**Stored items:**
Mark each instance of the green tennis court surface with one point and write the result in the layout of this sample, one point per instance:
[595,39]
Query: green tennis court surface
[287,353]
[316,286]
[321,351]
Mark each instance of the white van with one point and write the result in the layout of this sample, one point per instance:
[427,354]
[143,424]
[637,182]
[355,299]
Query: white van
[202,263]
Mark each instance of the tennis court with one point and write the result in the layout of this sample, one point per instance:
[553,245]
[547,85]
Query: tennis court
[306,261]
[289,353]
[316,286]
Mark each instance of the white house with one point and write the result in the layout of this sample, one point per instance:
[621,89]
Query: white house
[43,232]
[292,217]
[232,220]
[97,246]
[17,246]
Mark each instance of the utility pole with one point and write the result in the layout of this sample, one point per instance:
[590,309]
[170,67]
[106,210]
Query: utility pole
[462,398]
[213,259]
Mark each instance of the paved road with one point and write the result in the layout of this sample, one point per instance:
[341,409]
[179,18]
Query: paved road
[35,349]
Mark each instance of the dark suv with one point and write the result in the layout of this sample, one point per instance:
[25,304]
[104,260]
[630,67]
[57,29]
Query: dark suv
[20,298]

--

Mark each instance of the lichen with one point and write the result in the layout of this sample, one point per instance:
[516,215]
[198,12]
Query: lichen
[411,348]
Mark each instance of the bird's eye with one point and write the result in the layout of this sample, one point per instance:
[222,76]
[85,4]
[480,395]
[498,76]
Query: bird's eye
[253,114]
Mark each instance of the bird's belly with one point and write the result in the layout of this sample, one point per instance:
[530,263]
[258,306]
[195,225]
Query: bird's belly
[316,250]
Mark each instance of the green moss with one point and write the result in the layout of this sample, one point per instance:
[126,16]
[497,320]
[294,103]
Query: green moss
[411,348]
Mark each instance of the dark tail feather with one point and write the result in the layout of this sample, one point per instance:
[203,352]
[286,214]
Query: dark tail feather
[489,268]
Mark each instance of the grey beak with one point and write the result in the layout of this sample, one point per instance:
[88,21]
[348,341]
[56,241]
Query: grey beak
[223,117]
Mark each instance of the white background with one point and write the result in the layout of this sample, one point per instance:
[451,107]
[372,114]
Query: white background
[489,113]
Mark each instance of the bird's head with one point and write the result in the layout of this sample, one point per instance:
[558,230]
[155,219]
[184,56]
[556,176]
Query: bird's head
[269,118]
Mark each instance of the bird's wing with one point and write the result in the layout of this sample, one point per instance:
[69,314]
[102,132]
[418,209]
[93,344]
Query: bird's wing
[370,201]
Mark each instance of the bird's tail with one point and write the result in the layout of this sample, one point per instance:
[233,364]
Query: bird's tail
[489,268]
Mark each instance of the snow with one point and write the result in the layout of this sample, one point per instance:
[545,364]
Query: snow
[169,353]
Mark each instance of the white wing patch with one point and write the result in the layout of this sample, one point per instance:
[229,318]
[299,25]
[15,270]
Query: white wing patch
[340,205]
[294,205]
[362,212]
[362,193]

**Prompt:** Determine how many lines in the listing above contain the string "wing", treating uppercase and lowercase as distinct, and give only that number.

**Task result:** 4